Re: XML properties files - brainstorm

Posted by Vinicius Miana on
URL: http://ofbiz.116.s1.nabble.com/XML-properties-files-brainstorm-tp185922p185943.html

I think Jonathon expressed well what I meant. It would be really nice
to have translations side by side,
however it could be a maintenance nightmare to have more than 5
languages. Even though version control
can deal with merging not having to merge is always helpful. Scrolling
down through the translations once
we have more than a few will be more time consuming than scrolling one
line per sentence to translate.

Once think that would be nice is some tool that would tell one what
labels are missing in the resource file.
It could really help ensuring that a translation is complete and up to date.

Did any of you guys take a look at the Commons Configuration?
I think if you are changing the handling of properties it is probably
a good idea of plugging that in.

Vinny










On Nov 27, 2007 3:34 AM, Jonathon -- Improov <[hidden email]> wrote:

> Seconding this.
>
> Having translations side by side is great. One XML element for one label is great, with that
> single element containing all the possible translations. Conversely, 10 XML elements for one label
> in 10 languages is difficult to maintain.

▸ REQUIREMENT 1:
In the mailing list post, which library does the writer ask whether anyone has looked at?
The dataset items have no connection to the mailing list post.

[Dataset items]
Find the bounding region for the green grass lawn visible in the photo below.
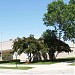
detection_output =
[30,61,56,65]
[0,67,32,70]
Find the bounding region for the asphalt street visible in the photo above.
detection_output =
[0,63,75,75]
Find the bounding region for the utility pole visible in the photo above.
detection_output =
[1,32,2,61]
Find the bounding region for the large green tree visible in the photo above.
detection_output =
[43,0,75,41]
[42,29,72,60]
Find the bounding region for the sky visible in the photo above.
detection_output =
[0,0,69,41]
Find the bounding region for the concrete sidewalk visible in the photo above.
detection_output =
[0,62,75,75]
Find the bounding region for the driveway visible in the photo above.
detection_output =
[0,62,75,75]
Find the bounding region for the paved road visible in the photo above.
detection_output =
[0,63,75,75]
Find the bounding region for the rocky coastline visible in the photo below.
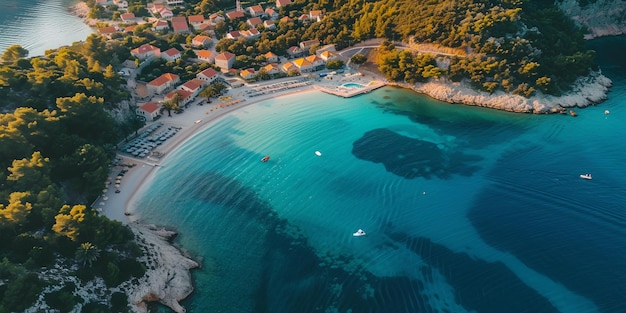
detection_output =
[389,72,612,114]
[125,223,200,313]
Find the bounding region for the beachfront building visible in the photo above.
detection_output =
[263,20,276,30]
[120,13,135,23]
[135,102,161,121]
[226,11,246,20]
[163,89,195,107]
[276,0,292,9]
[130,43,161,60]
[161,48,182,62]
[292,58,315,73]
[246,17,263,28]
[196,67,218,86]
[215,52,235,72]
[165,0,185,6]
[152,20,170,32]
[172,16,189,34]
[191,35,213,48]
[113,0,128,11]
[263,51,278,63]
[146,73,180,94]
[239,68,256,79]
[98,26,117,39]
[246,5,265,17]
[262,63,280,75]
[265,8,280,20]
[176,78,204,98]
[196,50,215,64]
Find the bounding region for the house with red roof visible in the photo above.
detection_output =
[98,26,117,39]
[146,73,180,94]
[171,16,189,34]
[226,30,241,40]
[161,48,182,62]
[265,8,280,20]
[246,5,265,17]
[120,13,135,23]
[263,51,278,63]
[226,11,245,20]
[135,102,161,121]
[215,52,235,72]
[262,63,280,75]
[163,89,195,107]
[152,20,170,32]
[239,68,256,79]
[130,43,161,60]
[239,28,261,40]
[276,0,292,9]
[187,15,204,29]
[191,35,213,48]
[287,46,304,58]
[246,17,263,28]
[196,49,215,63]
[263,20,276,30]
[196,67,218,86]
[176,78,204,98]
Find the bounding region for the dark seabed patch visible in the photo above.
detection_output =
[390,233,558,313]
[352,128,482,179]
[468,147,626,313]
[185,172,435,313]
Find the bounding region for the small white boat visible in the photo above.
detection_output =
[352,228,365,237]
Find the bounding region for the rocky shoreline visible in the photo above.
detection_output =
[390,72,613,114]
[125,223,200,313]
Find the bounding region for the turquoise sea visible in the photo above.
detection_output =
[0,0,94,57]
[134,37,626,313]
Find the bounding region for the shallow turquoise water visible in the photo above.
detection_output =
[0,0,94,57]
[137,37,626,312]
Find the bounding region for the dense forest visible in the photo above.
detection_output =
[0,35,145,312]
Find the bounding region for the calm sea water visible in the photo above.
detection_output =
[0,0,93,57]
[129,37,626,313]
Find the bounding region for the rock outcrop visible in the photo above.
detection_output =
[400,72,612,114]
[126,223,199,313]
[556,0,626,39]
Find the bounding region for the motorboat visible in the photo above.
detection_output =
[352,228,365,237]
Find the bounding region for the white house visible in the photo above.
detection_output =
[196,67,218,86]
[161,48,181,62]
[215,52,235,71]
[130,43,161,60]
[196,50,215,63]
[135,102,160,121]
[146,73,180,94]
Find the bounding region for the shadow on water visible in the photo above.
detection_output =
[186,173,444,313]
[389,229,558,313]
[352,129,482,179]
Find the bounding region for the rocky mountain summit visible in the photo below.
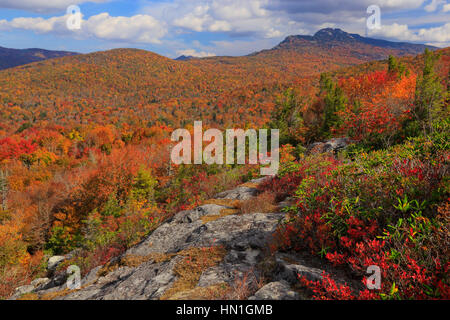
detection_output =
[12,140,357,300]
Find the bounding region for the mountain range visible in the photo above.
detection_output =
[0,28,437,70]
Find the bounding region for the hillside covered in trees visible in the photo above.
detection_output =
[0,28,450,299]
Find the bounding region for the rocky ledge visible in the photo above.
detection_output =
[12,174,358,300]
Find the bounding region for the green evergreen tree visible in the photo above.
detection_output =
[413,49,447,134]
[319,73,347,137]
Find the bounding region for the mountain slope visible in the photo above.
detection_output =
[273,28,437,58]
[0,29,442,132]
[0,47,78,70]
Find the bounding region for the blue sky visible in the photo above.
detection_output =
[0,0,450,57]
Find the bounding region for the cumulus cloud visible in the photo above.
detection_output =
[0,0,110,13]
[177,49,216,58]
[144,0,301,38]
[424,0,446,12]
[370,23,450,47]
[0,12,167,43]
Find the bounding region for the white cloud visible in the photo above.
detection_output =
[144,0,294,38]
[424,0,445,12]
[0,12,167,43]
[82,13,167,43]
[370,23,450,47]
[177,49,216,58]
[0,0,110,13]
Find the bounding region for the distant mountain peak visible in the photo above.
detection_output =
[274,28,437,55]
[313,28,355,41]
[175,55,195,61]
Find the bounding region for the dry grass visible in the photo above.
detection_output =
[239,192,279,214]
[203,199,241,208]
[161,246,226,300]
[166,282,230,300]
[97,252,175,277]
[200,209,241,224]
[239,182,259,189]
[17,292,39,300]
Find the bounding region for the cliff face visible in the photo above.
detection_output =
[13,165,358,300]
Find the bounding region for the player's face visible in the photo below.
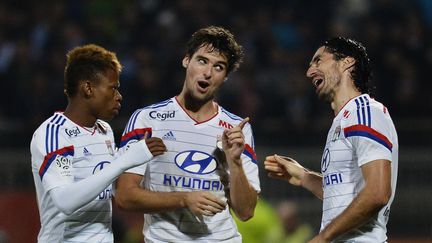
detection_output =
[306,47,342,102]
[183,45,228,102]
[92,70,122,121]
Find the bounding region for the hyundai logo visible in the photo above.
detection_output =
[174,150,217,175]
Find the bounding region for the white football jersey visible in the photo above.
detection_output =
[321,94,399,242]
[30,112,115,243]
[120,97,260,243]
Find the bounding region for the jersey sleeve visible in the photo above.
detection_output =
[241,123,261,193]
[30,124,74,191]
[119,109,152,175]
[341,105,393,166]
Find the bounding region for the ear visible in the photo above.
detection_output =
[342,57,356,70]
[80,80,93,98]
[182,56,190,68]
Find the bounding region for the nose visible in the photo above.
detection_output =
[306,65,316,78]
[203,65,212,79]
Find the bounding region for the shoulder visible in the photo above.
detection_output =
[30,112,73,153]
[219,106,251,130]
[96,119,113,134]
[131,98,175,119]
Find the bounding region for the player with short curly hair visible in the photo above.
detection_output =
[30,45,165,243]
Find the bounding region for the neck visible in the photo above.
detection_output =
[331,89,361,116]
[176,93,218,122]
[63,101,96,127]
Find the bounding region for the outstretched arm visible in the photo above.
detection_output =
[222,118,258,221]
[264,154,323,200]
[49,138,165,215]
[311,159,392,242]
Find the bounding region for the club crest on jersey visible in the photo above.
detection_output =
[174,150,217,175]
[343,110,351,119]
[332,126,341,142]
[55,155,72,170]
[65,127,81,138]
[105,140,114,156]
[321,148,330,173]
[149,111,175,121]
[219,120,234,129]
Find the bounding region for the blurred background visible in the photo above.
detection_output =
[0,0,432,243]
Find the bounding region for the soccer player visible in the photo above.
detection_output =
[30,45,165,243]
[264,37,398,242]
[115,26,260,242]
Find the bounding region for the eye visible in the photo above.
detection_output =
[198,58,207,64]
[215,65,225,72]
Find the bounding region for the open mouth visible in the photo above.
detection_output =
[198,81,210,89]
[313,78,324,88]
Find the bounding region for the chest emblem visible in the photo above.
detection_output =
[321,148,330,173]
[174,150,217,175]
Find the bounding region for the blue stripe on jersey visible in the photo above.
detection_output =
[50,113,59,123]
[354,99,361,124]
[363,96,372,127]
[50,124,55,152]
[45,114,66,154]
[221,107,243,121]
[354,96,371,127]
[45,124,50,154]
[359,97,366,125]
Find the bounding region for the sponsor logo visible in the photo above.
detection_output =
[323,173,343,186]
[65,127,81,137]
[163,174,224,191]
[321,148,330,173]
[97,187,112,200]
[332,126,341,142]
[92,161,111,175]
[149,111,175,121]
[219,120,234,129]
[83,147,92,156]
[162,131,176,141]
[174,150,217,175]
[92,161,112,200]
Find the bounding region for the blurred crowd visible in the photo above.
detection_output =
[0,0,432,143]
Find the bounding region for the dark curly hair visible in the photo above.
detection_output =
[321,37,374,94]
[64,44,122,97]
[186,26,243,74]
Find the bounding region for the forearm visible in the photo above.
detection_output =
[49,161,123,215]
[301,171,323,200]
[230,159,258,221]
[114,173,191,213]
[49,141,153,214]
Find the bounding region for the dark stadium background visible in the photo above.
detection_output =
[0,0,432,242]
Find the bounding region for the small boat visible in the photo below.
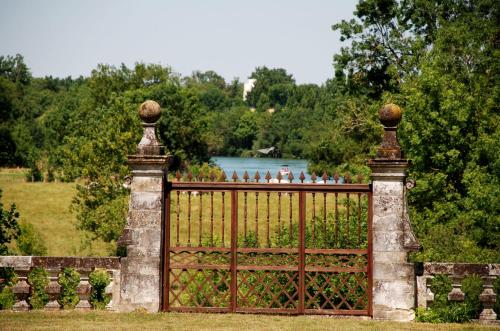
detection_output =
[280,164,290,178]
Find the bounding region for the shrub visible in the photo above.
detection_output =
[16,222,47,256]
[0,286,16,309]
[0,268,16,309]
[0,190,20,255]
[26,166,43,182]
[28,268,49,309]
[59,268,80,309]
[416,275,483,323]
[89,269,111,309]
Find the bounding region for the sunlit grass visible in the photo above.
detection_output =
[170,190,368,248]
[0,168,109,256]
[0,311,498,331]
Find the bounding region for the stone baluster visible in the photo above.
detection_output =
[368,104,419,321]
[44,269,62,310]
[75,270,92,310]
[12,269,30,311]
[114,100,169,312]
[448,276,465,302]
[425,278,434,307]
[479,277,497,321]
[104,271,115,310]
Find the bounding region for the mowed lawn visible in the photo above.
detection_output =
[0,168,108,256]
[0,311,499,331]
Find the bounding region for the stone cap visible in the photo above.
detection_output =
[376,103,403,160]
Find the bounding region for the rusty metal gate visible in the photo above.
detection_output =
[162,173,372,315]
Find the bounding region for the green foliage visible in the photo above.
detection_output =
[89,269,111,309]
[247,66,295,111]
[398,1,500,262]
[416,275,483,323]
[26,165,43,182]
[28,267,49,309]
[0,267,16,310]
[336,0,500,262]
[59,268,80,309]
[0,190,20,255]
[16,222,47,256]
[0,286,16,310]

▸ REQUIREMENT 2:
Convert the dataset items, from the start up to and including the line with "[196,50,215,64]", into a two-column CSV with the columns request and answer, one row per request, and each field quoted with line breaks turned into spaces. Leave the pictures out.

▸ TASK RESPONSE 1:
The Commons Configuration.

▸ TASK RESPONSE 2:
request,answer
"Find the bounding region for the green grass lawn visible in the photo below. detection_output =","[30,61,56,65] [0,67,32,70]"
"Find the bounding region for the asphalt street visible in the photo above. detection_output =","[0,63,75,75]"
"Find the bounding region for the utility pole visible in the photo above. detection_output =","[1,32,2,61]"
"Find the bounding region for the large green tree visible in the photo above. detection_output =","[43,0,75,41] [42,29,72,60]"
"Find the bounding region for the sky visible in the photo above. detection_output =","[0,0,69,41]"
"Find the bounding region for the concrete sidewalk visible in the photo above. detection_output =","[0,62,75,75]"
"Find the bounding region for the driveway visible in the photo above. detection_output =","[0,62,75,75]"
"Find the bounding region for the paved road visible in the photo above. detection_output =","[0,63,75,75]"
"Find the bounding region for the rocky coastline visible in the photo below. detection_output =","[389,72,612,114] [125,223,200,313]"
"Find the bounding region for the beachfront building visible in the photo above. detection_output =","[263,20,276,30] [120,13,135,23] [135,102,161,121] [226,11,246,20] [163,89,195,107] [276,0,292,9] [130,43,161,60] [161,48,182,62] [292,58,315,73] [246,17,263,28] [196,67,218,86] [215,52,235,72] [165,0,185,6] [152,20,170,32] [172,16,189,34] [191,35,213,48] [113,0,128,11] [263,51,278,63] [146,73,180,94] [239,68,256,79] [98,26,117,39] [246,5,265,17] [262,63,280,75] [265,8,280,20] [176,78,204,98] [196,50,215,64]"